--- start of STORED RECORDS ---
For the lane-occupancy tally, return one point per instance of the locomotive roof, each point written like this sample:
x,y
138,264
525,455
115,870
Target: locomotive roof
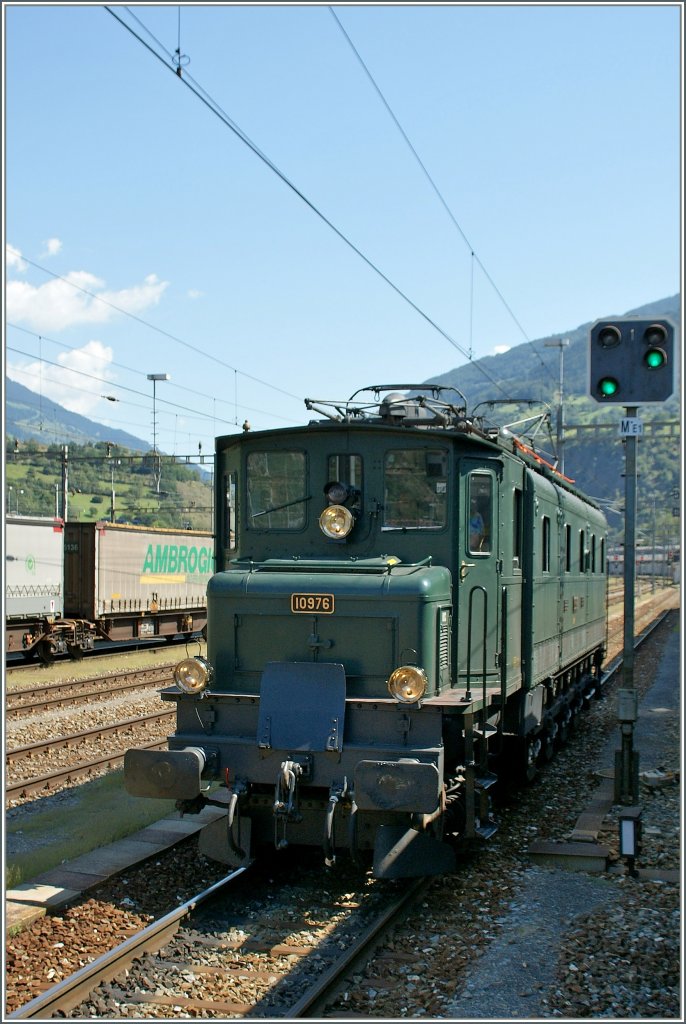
x,y
430,409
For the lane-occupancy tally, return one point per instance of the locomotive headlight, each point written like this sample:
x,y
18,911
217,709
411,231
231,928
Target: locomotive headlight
x,y
408,683
336,521
193,675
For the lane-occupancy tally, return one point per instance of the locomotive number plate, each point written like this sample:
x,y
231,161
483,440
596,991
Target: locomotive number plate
x,y
308,603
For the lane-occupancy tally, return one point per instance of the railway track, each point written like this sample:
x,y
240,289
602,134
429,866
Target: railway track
x,y
270,966
23,701
246,974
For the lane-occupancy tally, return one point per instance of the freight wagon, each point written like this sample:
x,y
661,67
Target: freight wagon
x,y
71,584
34,579
135,582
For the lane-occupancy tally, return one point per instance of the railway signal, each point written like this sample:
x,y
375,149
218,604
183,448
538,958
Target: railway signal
x,y
631,360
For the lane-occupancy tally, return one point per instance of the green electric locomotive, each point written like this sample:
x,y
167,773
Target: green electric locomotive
x,y
405,605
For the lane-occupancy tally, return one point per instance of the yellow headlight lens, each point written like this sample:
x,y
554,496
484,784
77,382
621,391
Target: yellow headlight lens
x,y
408,683
193,675
336,521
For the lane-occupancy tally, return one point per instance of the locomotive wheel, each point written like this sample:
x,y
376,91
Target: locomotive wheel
x,y
531,768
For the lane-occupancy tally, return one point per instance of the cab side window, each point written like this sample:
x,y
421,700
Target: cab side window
x,y
479,514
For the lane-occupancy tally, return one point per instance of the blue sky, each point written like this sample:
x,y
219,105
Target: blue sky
x,y
552,132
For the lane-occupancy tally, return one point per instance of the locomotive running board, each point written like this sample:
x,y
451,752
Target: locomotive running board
x,y
404,853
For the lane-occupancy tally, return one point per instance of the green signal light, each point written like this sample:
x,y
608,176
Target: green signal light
x,y
608,387
654,358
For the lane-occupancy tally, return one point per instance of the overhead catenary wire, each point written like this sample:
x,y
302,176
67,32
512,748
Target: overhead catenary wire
x,y
153,327
168,61
197,415
132,370
473,256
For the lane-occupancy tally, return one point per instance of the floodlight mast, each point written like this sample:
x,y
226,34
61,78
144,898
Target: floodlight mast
x,y
157,462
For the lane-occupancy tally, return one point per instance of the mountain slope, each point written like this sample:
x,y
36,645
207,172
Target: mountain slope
x,y
29,416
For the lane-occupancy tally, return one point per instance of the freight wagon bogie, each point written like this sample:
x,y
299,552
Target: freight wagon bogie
x,y
366,700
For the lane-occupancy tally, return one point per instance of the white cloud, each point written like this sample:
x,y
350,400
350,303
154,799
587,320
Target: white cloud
x,y
52,247
77,381
62,302
13,260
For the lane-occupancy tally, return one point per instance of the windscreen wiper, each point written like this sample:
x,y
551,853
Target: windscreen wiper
x,y
277,508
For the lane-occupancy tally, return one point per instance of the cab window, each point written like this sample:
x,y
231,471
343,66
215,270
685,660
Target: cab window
x,y
415,488
479,529
229,511
276,496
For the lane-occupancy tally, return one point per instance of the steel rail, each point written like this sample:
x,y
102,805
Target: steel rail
x,y
82,684
85,768
77,738
324,989
15,711
73,990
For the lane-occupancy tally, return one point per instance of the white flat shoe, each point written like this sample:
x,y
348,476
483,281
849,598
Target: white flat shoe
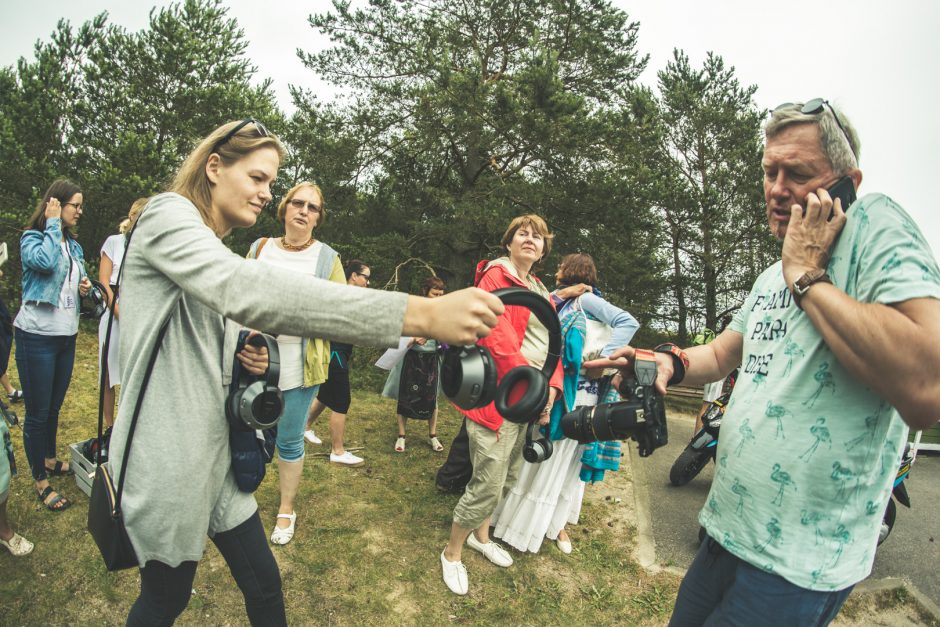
x,y
18,545
455,576
283,535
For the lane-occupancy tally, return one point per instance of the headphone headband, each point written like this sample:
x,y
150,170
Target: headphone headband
x,y
544,312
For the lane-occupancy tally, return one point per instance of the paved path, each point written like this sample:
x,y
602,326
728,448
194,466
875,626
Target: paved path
x,y
912,552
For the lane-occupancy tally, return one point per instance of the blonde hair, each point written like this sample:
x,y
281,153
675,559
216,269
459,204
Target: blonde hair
x,y
191,181
131,219
282,206
536,223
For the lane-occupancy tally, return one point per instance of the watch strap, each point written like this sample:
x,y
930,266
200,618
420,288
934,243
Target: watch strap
x,y
680,361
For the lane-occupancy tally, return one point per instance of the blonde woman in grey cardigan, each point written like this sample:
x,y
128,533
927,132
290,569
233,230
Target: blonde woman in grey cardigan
x,y
179,486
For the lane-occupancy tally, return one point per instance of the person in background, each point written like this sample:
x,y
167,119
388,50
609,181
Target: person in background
x,y
46,326
548,495
496,444
415,380
6,345
335,393
112,253
180,277
9,539
303,361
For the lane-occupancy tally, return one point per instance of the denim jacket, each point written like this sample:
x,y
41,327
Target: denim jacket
x,y
41,254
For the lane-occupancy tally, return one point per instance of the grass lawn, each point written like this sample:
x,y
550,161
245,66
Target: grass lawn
x,y
366,548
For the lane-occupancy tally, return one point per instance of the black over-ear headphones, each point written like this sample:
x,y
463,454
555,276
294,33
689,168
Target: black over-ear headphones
x,y
255,402
468,375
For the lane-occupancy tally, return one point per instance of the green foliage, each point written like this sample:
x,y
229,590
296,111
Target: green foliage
x,y
714,216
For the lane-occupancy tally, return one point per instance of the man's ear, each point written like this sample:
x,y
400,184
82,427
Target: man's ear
x,y
213,165
856,176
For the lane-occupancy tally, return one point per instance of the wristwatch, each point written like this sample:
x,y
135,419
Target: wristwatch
x,y
802,284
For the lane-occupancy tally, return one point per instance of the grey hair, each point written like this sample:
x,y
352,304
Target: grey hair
x,y
842,154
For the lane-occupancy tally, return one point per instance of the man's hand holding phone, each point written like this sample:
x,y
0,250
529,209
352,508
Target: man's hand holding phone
x,y
813,230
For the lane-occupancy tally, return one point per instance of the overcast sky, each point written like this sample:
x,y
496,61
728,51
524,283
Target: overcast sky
x,y
874,59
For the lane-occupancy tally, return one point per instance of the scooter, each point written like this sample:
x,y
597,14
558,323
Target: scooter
x,y
703,445
899,492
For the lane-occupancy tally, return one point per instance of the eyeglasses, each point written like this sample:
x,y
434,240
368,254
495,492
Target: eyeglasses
x,y
299,204
816,106
262,132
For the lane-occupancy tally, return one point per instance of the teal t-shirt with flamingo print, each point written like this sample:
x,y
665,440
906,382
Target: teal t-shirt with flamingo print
x,y
808,455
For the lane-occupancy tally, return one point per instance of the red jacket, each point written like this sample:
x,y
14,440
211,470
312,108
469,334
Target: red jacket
x,y
505,341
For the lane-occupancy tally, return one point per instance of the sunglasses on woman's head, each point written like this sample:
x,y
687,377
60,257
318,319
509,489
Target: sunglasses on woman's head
x,y
262,132
815,107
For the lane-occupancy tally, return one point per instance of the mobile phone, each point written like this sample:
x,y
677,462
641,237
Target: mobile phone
x,y
843,189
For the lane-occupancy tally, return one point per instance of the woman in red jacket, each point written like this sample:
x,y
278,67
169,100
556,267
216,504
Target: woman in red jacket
x,y
519,339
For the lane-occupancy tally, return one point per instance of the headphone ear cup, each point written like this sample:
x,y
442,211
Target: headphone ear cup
x,y
468,376
533,399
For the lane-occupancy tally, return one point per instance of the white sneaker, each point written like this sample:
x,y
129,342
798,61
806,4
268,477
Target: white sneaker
x,y
283,535
455,576
491,551
346,459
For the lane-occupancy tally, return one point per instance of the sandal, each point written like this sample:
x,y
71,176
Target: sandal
x,y
17,545
57,504
56,471
283,535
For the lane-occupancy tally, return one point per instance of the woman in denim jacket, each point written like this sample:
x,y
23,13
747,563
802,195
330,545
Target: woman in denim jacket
x,y
45,328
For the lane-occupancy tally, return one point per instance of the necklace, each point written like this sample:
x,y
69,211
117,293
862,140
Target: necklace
x,y
288,246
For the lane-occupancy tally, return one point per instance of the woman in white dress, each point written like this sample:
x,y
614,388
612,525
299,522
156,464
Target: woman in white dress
x,y
548,496
112,254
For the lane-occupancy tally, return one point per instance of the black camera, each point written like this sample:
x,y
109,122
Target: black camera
x,y
641,416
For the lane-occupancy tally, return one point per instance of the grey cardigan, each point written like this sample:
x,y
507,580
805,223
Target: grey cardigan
x,y
179,485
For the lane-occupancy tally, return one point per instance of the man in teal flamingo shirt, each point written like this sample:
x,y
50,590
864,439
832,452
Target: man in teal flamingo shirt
x,y
839,347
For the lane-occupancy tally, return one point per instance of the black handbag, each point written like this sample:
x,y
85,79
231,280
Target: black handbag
x,y
105,519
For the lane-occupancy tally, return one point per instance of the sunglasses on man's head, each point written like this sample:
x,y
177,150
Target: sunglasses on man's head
x,y
815,107
262,132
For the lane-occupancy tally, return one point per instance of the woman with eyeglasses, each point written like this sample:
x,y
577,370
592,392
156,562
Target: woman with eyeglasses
x,y
179,483
335,394
303,361
46,326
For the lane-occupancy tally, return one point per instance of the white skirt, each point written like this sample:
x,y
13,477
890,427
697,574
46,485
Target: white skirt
x,y
114,366
546,497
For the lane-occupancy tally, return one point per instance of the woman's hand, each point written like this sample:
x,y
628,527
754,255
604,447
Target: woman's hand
x,y
254,358
546,415
458,318
53,208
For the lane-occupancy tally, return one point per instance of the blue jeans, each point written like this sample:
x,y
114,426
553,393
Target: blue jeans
x,y
721,589
45,368
290,429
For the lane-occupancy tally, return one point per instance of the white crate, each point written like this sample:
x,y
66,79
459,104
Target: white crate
x,y
84,469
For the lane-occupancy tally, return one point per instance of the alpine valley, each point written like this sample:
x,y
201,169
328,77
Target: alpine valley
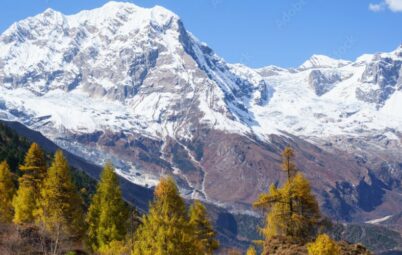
x,y
132,85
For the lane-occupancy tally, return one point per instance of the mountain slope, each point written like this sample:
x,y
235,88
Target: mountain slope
x,y
131,85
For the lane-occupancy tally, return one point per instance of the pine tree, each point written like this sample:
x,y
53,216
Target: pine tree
x,y
203,228
165,230
108,214
25,202
251,251
7,190
323,245
34,167
60,207
292,209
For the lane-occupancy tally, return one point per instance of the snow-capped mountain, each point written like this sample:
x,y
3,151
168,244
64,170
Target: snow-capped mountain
x,y
132,85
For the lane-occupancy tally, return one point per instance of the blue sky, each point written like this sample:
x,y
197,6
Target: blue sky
x,y
264,32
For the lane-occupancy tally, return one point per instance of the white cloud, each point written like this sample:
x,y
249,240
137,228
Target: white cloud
x,y
376,7
393,5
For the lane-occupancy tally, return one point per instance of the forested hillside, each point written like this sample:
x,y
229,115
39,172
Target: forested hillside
x,y
50,208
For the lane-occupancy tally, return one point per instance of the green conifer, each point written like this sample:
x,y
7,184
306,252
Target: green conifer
x,y
203,229
166,229
108,213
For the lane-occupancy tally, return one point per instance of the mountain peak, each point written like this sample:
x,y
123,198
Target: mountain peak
x,y
322,61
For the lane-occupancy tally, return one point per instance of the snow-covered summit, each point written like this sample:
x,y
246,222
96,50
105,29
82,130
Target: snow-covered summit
x,y
321,61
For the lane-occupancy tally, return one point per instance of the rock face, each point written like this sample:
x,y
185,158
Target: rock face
x,y
131,85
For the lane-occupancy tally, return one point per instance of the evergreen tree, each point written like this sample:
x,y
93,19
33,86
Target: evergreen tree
--- end of STORED RECORDS ---
Your task is to copy word for word the lines from the line containing "of the alpine" to the end of the listing, both included, and to drop any pictures.

RESULT =
For the lane-occupancy tally, return one point per instance of the alpine valley, each point written like this sample:
x,y
201,169
328,77
Target: alpine valley
x,y
132,85
For the lane-occupancy tally, return one point per instance of the mountain slope, each point written like this sample:
x,y
235,88
Target: mountain slope
x,y
131,85
For the lane-occupancy tally, return one point per instance of the pine tree, each point written like this sample:
x,y
53,216
Target: pine tree
x,y
203,228
165,230
108,214
25,202
251,251
7,190
323,245
34,167
60,207
292,209
For the lane-occupancy tally, return one point per instance of the snow-capped mountain, each point written like this sample:
x,y
3,151
168,244
64,170
Target: snow-capped mountain
x,y
132,85
For the lane-occupancy tally, return one point per instance of the blue sky, each point written like this sample:
x,y
197,6
Target: blue sky
x,y
264,32
For the lane-occupancy tally, return one point per instance of the white cloud, each point written like this sample:
x,y
249,240
137,228
Target: white cloud
x,y
376,7
393,5
For the lane-occupancy tally, return one point per instance of the forested hillside, each point written like this sample:
x,y
229,115
39,172
Target: forested hillside
x,y
50,208
For the lane-occupancy tally, return one point per instance of the green conifer, each point written like this sample:
x,y
7,184
306,252
Target: green conifer
x,y
203,229
166,229
108,213
For the lane-occupancy tally, return one point per instance of the mountain peak, each point written like this sample:
x,y
123,198
Target: mountain peak
x,y
322,61
For the lane-occupancy tally, return one point per instance of the snow-covered summit, each point written like this sample:
x,y
246,222
96,50
105,29
82,130
Target: snow-covered summit
x,y
321,61
For the lane-occupancy tally, return one point per instance of the rock face, each point written like this sample:
x,y
185,158
Target: rock face
x,y
131,85
For the lane-occupancy tally, return one point per instance of the evergreen tree, each point written like this sample:
x,y
93,19
33,86
Target: evergreen tree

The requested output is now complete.